• _TASK TO CARRY OUT_
Copy the data below word for word, starting at its first line and ending with the line that contains "[511,120,620,359]".

Rows of box annotation data:
──────

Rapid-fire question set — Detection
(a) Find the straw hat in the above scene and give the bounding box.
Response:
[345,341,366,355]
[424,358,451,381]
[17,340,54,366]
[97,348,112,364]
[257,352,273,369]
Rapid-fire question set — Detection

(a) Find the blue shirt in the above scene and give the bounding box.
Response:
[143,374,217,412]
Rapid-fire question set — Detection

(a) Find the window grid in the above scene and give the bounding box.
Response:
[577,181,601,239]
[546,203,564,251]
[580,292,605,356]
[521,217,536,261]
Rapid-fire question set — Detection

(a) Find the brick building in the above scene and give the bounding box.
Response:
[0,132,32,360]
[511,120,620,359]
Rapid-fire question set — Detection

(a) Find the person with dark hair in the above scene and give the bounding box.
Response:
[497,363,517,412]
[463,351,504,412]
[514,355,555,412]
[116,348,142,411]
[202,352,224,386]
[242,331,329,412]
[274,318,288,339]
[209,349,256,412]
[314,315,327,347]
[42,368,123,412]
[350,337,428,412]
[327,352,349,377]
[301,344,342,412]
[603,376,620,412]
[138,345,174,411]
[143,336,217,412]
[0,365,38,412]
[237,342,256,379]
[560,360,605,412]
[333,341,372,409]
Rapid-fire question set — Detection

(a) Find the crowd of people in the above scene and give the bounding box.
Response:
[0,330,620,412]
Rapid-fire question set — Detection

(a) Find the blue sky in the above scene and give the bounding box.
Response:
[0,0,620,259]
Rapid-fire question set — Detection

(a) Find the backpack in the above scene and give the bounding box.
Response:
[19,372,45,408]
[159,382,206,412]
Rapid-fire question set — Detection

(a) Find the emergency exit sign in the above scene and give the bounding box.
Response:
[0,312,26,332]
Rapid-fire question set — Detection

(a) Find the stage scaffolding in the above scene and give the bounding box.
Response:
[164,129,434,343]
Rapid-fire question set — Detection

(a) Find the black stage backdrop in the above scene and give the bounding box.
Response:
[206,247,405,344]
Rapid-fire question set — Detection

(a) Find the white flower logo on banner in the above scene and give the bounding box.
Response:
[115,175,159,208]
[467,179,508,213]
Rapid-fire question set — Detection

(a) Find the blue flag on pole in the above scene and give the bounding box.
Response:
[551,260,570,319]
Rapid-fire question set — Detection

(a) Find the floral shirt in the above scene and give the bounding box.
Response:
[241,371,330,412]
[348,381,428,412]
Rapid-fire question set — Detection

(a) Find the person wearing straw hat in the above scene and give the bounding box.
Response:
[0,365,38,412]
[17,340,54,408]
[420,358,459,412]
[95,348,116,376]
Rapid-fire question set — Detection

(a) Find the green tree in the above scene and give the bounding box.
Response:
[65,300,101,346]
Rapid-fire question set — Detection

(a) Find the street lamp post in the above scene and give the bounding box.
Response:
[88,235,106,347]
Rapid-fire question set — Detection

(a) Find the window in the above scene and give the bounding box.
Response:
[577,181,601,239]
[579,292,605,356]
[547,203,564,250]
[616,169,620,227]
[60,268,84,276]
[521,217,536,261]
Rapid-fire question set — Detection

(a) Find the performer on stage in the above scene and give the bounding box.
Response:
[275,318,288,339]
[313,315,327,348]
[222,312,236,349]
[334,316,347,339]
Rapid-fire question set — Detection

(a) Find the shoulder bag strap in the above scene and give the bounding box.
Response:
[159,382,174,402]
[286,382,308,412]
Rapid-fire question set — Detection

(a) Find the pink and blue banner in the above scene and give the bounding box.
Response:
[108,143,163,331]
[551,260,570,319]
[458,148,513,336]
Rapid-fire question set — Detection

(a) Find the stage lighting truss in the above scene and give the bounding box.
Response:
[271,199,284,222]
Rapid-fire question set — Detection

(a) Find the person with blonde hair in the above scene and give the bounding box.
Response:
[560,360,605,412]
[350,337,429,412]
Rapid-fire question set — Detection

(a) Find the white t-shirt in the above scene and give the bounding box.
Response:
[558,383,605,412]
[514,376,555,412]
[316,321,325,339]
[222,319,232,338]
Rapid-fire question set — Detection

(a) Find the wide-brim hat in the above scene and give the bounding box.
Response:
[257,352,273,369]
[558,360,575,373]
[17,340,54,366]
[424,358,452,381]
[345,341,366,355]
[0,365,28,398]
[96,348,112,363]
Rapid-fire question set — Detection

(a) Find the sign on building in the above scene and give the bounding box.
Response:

──────

• _FULL OUTPUT_
Rapid-fire question set — Detection
(a) Find the straw hat in the above scene and give the bounding box.
Response:
[345,341,366,355]
[424,358,451,381]
[17,340,54,366]
[97,348,112,364]
[257,352,273,369]
Rapid-fire question set — Detection

(a) Find the blue shirt in the above scene and give the bounding box.
Response:
[143,374,217,412]
Rapid-fire question set — Detection

(a) Find the window grid in the above scene and give the bounding box.
Response:
[577,181,601,239]
[546,203,564,251]
[580,292,605,356]
[521,217,536,261]
Rapid-fire question set — Detection

(a) Find the brick building in the above scene and give the bounding box.
Response:
[0,132,32,360]
[511,120,620,359]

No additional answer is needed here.